+++ Data shown

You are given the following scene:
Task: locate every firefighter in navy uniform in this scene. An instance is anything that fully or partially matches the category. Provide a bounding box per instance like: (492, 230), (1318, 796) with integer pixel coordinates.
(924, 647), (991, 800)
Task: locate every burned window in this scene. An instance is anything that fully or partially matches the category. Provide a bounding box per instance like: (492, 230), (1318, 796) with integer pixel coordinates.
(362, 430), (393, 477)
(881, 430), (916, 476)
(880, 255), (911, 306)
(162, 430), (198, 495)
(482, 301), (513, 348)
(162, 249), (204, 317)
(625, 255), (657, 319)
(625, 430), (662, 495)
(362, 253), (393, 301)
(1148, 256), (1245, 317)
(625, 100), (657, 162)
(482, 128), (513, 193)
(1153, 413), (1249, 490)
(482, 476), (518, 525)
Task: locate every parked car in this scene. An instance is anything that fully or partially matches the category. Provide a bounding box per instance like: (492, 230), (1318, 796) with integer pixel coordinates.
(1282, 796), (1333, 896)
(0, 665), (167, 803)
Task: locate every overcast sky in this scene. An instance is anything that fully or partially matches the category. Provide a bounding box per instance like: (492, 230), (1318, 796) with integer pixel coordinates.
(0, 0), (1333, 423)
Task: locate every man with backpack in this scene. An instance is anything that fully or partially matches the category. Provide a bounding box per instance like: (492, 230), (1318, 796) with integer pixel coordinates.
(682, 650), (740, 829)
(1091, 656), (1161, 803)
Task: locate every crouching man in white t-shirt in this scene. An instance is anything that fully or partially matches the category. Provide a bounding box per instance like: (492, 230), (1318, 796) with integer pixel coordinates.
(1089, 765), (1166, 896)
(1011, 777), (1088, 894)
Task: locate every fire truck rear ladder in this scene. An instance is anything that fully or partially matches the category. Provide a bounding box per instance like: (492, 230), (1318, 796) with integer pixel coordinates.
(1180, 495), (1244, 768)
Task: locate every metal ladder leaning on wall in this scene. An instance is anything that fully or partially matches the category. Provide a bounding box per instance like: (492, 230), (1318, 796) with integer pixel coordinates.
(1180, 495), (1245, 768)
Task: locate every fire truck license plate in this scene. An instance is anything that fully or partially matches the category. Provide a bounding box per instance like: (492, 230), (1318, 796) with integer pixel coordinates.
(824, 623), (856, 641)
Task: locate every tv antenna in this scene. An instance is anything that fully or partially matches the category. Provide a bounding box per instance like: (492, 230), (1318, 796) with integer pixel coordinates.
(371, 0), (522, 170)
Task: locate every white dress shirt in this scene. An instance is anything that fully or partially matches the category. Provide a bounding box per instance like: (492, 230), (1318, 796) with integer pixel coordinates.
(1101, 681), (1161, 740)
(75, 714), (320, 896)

++++++

Copy out, word for word, the lines of the material from the line containing "Task: locate every crouching" to the line containing "(371, 0), (522, 170)", including both of those lines.

Task: locate every crouching man in white t-shirt in this scene. An instance is anything that fully or partially matches the category. Provide a bounding box per instance like: (492, 230), (1318, 796) with integer pixel coordinates.
(1089, 765), (1166, 896)
(1011, 777), (1088, 894)
Task: locate every fire truck rear ladder in this scene. An instance is anything that fully or partially matches the category. Provide a bounding box per instance like: (492, 230), (1318, 796) with integer pixel coordinates.
(1180, 495), (1244, 768)
Task: locate every metal ladder leaning on wall in this scene. An instance is anything that fully or partially matches the category. Provide a bounding box per instance like: (492, 230), (1318, 796) with integer pixel coordinates.
(1180, 495), (1245, 768)
Task: locate every fire truck license plate in this scene. An instance is anything that fully or partially matches the category. Provide a bounding box per instance like: (492, 230), (1318, 796) with integer pixel coordinates.
(824, 623), (856, 641)
Task: locate every tv antenna in this scene. An instance is anything that fully or partially matches the category. Provide a bounding box per instance like: (492, 230), (1318, 796) with integer pixel coordinates.
(371, 0), (522, 170)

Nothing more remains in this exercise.